2011-06-20 20:20:36

by Christoph Hellwig

[permalink] [raw]
Subject: [PATCH 4/8] fs: kill i_alloc_sem

i_alloc_sem is a rather special rw_semaphore. It's the last one that may
be released by a non-owner, and it's write side is always mirrored by
real exclusion. It's intended use it to wait for all pending direct I/O
requests to finish before starting a truncate.

Replace it with a hand-grown construct:

- exclusion for truncates is already guaranteed by i_mutex, so it can
simply fall way
- the reader side is replaced by an i_dio_count member in struct inode
that counts the number of pending direct I/O requests. Truncate can't
proceed as long as it's non-zero
- when i_dio_count reaches non-zero we wake up a pending truncate using
wake_up_bit on a new bit in i_flags
- new references to i_dio_count can't appear while we are waiting for
it to read zero because the direct I/O count always needs i_mutex
(or an equivalent like XFS's i_iolock) for starting a new operation.

This scheme is much simpler, and saves the space of a spinlock_t and a
struct list_head in struct inode (typically 160 bytes on a non-debug 64-bit
system).

Signed-off-by: Christoph Hellwig <[email protected]>

Index: linux-2.6/fs/direct-io.c
===================================================================
--- linux-2.6.orig/fs/direct-io.c 2011-06-20 14:55:31.000000000 +0200
+++ linux-2.6/fs/direct-io.c 2011-06-20 14:55:34.602490284 +0200
@@ -136,6 +136,27 @@ struct dio {
};

/*
+ * Wait for outstanding DIO requests to finish. Must be locked against
+ * increments of i_dio_count by i_mutex.
+ */
+void inode_dio_wait(struct inode *inode)
+{
+ might_sleep();
+ while (atomic_read(&inode->i_dio_count)) {
+ wait_on_bit(&inode->i_state, __I_DIO_WAKEUP, inode_wait,
+ TASK_UNINTERRUPTIBLE);
+ }
+}
+EXPORT_SYMBOL_GPL(inode_dio_wait);
+
+void inode_dio_wake(struct inode *inode)
+{
+ if (atomic_dec_and_test(&inode->i_dio_count))
+ wake_up_bit(&inode->i_state, __I_DIO_WAKEUP);
+}
+EXPORT_SYMBOL_GPL(inode_dio_wake);
+
+/*
* How many pages are in the queue?
*/
static inline unsigned dio_pages_present(struct dio *dio)
@@ -254,9 +275,7 @@ static ssize_t dio_complete(struct dio *
}

if (dio->flags & DIO_LOCKING)
- /* lockdep: non-owner release */
- up_read_non_owner(&dio->inode->i_alloc_sem);
-
+ inode_dio_wake(dio->inode);
return ret;
}

@@ -980,9 +999,6 @@ out:
return ret;
}

-/*
- * Releases both i_mutex and i_alloc_sem
- */
static ssize_t
direct_io_worker(int rw, struct kiocb *iocb, struct inode *inode,
const struct iovec *iov, loff_t offset, unsigned long nr_segs,
@@ -1146,15 +1162,14 @@ direct_io_worker(int rw, struct kiocb *i
* For writes this function is called under i_mutex and returns with
* i_mutex held, for reads, i_mutex is not held on entry, but it is
* taken and dropped again before returning.

▸ **Records supplied**:
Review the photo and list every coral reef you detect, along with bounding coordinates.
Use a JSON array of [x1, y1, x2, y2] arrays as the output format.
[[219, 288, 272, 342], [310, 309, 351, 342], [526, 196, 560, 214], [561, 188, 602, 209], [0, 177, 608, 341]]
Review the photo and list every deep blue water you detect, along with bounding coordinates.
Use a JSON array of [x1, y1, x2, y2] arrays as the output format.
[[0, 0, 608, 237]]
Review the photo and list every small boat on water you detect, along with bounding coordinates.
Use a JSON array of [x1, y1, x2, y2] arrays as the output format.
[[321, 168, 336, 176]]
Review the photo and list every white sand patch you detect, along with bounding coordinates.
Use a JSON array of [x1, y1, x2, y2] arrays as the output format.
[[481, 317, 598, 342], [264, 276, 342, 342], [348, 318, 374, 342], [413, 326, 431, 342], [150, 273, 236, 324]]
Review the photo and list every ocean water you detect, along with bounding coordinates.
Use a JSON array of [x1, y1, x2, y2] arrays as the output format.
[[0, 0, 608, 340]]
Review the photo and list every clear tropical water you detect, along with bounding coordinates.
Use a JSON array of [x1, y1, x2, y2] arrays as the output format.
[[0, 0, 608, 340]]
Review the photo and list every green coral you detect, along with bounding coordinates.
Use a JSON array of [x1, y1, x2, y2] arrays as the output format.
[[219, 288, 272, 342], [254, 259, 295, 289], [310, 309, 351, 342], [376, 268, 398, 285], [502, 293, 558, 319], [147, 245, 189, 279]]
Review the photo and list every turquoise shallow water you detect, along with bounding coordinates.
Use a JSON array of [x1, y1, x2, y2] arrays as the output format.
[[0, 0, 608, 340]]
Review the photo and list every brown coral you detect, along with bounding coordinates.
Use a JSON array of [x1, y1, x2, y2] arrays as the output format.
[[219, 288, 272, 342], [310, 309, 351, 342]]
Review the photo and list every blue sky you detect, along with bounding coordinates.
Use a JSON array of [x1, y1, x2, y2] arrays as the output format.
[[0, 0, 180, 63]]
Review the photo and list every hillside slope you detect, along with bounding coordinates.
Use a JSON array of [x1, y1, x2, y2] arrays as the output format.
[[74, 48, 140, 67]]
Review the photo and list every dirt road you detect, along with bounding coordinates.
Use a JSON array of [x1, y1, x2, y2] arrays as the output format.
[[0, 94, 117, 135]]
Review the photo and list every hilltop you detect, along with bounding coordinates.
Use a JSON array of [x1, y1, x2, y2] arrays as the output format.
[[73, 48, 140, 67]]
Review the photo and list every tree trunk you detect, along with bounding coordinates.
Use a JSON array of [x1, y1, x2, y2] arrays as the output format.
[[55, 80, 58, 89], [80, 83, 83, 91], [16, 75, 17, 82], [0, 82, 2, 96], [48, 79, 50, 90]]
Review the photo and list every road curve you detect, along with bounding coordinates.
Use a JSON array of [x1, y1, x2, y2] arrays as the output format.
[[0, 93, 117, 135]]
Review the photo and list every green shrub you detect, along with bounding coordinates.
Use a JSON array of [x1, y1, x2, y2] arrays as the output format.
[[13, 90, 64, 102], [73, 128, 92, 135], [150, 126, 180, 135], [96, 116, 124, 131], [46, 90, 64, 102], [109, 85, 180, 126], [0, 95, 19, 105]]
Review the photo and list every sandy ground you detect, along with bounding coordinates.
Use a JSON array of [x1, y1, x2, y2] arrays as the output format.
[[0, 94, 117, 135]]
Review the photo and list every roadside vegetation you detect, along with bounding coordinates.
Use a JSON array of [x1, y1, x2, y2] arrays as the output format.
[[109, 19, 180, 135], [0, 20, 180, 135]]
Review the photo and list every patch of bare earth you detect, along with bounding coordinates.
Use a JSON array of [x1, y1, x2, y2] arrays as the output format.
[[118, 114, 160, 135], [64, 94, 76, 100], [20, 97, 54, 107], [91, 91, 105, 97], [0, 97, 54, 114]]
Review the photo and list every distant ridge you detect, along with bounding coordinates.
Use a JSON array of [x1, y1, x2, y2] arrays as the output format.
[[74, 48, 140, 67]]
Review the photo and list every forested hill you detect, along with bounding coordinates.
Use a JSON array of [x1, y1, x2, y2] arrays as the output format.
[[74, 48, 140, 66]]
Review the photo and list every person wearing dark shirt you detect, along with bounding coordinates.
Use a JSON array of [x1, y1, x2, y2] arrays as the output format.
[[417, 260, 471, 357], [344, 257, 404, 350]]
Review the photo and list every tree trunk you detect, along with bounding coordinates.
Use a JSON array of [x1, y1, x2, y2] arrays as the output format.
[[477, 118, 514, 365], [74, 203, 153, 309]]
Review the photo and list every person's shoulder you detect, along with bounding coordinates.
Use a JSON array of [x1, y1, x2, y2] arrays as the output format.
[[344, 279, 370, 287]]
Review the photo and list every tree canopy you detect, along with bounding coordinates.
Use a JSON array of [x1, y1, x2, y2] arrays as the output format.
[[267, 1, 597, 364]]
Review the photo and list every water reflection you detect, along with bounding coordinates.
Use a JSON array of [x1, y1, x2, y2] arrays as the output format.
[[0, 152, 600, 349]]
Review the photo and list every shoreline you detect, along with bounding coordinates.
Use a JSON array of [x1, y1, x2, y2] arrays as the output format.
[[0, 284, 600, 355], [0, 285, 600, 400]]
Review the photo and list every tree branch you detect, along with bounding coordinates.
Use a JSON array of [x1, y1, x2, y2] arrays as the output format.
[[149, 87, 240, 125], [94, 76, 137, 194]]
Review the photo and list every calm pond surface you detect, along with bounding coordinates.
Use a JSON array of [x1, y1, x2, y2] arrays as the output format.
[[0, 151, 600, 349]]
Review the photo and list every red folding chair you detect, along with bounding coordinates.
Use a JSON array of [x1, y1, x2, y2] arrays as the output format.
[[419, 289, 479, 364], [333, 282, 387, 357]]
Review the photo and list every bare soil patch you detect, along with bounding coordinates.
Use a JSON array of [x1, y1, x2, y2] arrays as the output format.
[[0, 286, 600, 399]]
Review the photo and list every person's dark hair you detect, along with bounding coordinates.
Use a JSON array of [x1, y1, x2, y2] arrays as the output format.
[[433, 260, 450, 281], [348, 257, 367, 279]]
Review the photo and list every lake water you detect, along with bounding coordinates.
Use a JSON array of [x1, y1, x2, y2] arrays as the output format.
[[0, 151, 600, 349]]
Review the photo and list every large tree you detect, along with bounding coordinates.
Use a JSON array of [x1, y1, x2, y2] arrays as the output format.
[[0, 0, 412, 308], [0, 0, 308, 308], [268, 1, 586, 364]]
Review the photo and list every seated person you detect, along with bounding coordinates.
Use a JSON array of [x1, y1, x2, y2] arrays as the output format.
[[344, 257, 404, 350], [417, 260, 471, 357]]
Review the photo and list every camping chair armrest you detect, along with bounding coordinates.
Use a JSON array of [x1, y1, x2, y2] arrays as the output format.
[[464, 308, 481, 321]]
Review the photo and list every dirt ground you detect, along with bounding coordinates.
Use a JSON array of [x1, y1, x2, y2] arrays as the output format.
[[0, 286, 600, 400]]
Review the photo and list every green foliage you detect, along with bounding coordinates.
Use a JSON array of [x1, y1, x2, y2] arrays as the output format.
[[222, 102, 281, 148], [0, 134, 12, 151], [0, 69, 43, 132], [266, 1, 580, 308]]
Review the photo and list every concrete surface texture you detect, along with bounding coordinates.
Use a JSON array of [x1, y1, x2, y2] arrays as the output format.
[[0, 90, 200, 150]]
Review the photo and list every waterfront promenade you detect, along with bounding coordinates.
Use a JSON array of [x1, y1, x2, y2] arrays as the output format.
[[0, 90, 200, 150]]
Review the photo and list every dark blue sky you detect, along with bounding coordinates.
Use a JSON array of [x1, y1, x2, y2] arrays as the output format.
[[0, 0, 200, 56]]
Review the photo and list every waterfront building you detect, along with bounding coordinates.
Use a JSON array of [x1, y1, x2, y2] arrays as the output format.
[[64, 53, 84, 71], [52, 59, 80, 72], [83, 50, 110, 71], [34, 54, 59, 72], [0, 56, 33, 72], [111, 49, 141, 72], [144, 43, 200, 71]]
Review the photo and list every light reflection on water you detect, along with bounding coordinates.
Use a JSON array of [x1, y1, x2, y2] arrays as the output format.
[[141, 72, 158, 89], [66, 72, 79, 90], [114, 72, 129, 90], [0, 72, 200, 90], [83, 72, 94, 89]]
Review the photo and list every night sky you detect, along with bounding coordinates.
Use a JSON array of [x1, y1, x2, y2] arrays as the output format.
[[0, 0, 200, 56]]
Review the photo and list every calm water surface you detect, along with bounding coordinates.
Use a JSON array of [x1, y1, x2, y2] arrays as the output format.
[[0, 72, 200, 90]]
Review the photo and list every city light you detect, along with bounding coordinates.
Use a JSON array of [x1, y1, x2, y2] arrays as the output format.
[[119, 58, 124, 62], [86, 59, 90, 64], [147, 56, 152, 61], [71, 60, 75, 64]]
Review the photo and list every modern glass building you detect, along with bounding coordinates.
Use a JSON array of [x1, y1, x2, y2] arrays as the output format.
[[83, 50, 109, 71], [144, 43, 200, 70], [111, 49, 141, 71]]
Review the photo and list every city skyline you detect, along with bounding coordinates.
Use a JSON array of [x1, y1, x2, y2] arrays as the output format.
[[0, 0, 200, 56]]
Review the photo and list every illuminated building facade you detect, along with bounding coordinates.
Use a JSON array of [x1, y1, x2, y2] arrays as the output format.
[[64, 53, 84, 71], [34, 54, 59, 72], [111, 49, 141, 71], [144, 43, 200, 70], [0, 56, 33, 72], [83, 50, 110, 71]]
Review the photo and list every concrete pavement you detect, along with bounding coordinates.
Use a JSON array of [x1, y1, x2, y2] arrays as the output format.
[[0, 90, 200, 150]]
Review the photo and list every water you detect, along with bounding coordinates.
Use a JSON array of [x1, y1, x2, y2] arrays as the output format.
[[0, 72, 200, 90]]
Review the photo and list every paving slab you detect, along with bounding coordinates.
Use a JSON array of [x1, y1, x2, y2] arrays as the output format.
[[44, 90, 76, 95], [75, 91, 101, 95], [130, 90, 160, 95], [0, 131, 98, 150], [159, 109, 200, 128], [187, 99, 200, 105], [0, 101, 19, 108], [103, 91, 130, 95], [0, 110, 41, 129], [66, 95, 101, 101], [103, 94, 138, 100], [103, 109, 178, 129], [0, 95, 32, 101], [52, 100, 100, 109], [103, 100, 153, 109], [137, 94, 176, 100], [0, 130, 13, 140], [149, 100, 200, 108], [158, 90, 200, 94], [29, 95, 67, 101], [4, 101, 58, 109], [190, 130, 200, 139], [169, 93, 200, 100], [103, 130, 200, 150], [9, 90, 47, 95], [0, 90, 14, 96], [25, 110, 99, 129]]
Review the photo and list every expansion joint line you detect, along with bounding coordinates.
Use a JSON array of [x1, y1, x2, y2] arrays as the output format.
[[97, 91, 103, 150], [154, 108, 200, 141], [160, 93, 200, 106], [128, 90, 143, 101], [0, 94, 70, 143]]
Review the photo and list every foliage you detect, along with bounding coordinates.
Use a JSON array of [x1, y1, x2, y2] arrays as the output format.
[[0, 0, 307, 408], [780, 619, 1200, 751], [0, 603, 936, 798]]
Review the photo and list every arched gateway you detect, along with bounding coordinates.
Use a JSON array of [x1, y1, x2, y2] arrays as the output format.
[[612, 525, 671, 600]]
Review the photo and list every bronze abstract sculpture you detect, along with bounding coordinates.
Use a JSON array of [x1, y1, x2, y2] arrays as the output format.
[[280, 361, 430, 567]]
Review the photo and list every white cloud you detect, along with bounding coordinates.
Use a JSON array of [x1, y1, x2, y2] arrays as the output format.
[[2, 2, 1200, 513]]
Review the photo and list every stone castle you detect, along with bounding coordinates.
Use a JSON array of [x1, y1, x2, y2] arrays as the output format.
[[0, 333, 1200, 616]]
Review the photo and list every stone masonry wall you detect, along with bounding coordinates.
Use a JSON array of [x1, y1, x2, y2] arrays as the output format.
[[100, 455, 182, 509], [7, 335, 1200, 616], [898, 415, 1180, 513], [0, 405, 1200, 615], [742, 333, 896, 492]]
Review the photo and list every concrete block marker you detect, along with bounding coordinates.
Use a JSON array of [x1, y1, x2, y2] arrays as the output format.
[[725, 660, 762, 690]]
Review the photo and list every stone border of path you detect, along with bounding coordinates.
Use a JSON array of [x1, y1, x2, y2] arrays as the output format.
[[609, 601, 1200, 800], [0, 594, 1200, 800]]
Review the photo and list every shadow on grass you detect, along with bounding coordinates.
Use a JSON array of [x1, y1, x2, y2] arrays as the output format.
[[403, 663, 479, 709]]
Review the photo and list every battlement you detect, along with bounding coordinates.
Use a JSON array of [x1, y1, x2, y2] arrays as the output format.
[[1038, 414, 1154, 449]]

▸ **Directives**:
1. Set down again, word for word, everything in the entries from the line containing "Review the photo and list every distant" down to the line containing "[[74, 48, 140, 66]]", both lines included.
2. Resume the patch that removes i_alloc_sem from the point where it stops.

▸ **Answer list**:
1.
Review the photo and list every distant ridge you detect, along with bounding coordinates.
Use a JSON array of [x1, y1, x2, y2] arrays as the output format.
[[74, 48, 140, 67]]
Review the photo and list every forested hill you detect, along with bounding coordinates.
Use a JSON array of [x1, y1, x2, y2] arrays as the output format.
[[74, 48, 140, 66]]

2.
- * For reads and writes i_alloc_sem is taken in shared mode and released
- * on I/O completion (which may happen asynchronously after returning to
- * the caller).
+ * The i_dio_count counter keeps track of the number of outstanding
+ * direct I/O requests, and truncate waits for it to reach zero.
+ * New references to i_dio_count must only be grabbed with i_mutex
+ * held.
*
* - if the flags value does NOT contain DIO_LOCKING we don't use any
* internal locking but rather rely on the filesystem to synchronize
* direct I/O reads/writes versus each other and truncate.
- * For reads and writes both i_mutex and i_alloc_sem are not held on
- * entry and are never taken.
*/
ssize_t
__blockdev_direct_IO(int rw, struct kiocb *iocb, struct inode *inode,
@@ -1234,10 +1249,9 @@ __blockdev_direct_IO(int rw, struct kioc
}

/*
- * Will be released at I/O completion, possibly in a
- * different thread.
+ * Will be decremented at I/O completion time.
*/
- down_read_non_owner(&inode->i_alloc_sem);
+ atomic_inc(&inode->i_dio_count);
}

/*
Index: linux-2.6/mm/filemap.c
===================================================================
--- linux-2.6.orig/mm/filemap.c 2011-06-20 14:19:27.019266696 +0200
+++ linux-2.6/mm/filemap.c 2011-06-20 14:55:34.605823617 +0200
@@ -78,9 +78,6 @@
* ->i_mutex (generic_file_buffered_write)
* ->mmap_sem (fault_in_pages_readable->do_page_fault)
*
- * ->i_mutex
- * ->i_alloc_sem (various)
- *
* inode_wb_list_lock
* sb_lock (fs/fs-writeback.c)
* ->mapping->tree_lock (__sync_single_inode)
Index: linux-2.6/mm/rmap.c
===================================================================
--- linux-2.6.orig/mm/rmap.c 2011-06-20 14:19:27.000000000 +0200
+++ linux-2.6/mm/rmap.c 2011-06-20 14:55:34.605823617 +0200
@@ -21,7 +21,6 @@
* Lock ordering in mm:
*
* inode->i_mutex (while writing or truncating, not reading or faulting)
- * inode->i_alloc_sem (vmtruncate_range)
* mm->mmap_sem
* page->flags PG_locked (lock_page)
* mapping->i_mmap_mutex
Index: linux-2.6/fs/attr.c
===================================================================
--- linux-2.6.orig/fs/attr.c 2011-06-20 14:19:26.000000000 +0200
+++ linux-2.6/fs/attr.c 2011-06-20 14:55:34.609156951 +0200
@@ -233,16 +233,13 @@ int notify_change(struct dentry * dentry
return error;

if (ia_valid & ATTR_SIZE)
- down_write(&dentry->d_inode->i_alloc_sem);
+ inode_dio_wait(inode);

if (inode->i_op->setattr)
error = inode->i_op->setattr(dentry, attr);
else
error = simple_setattr(dentry, attr);

- if (ia_valid & ATTR_SIZE)
- up_write(&dentry->d_inode->i_alloc_sem);
-
if (!error)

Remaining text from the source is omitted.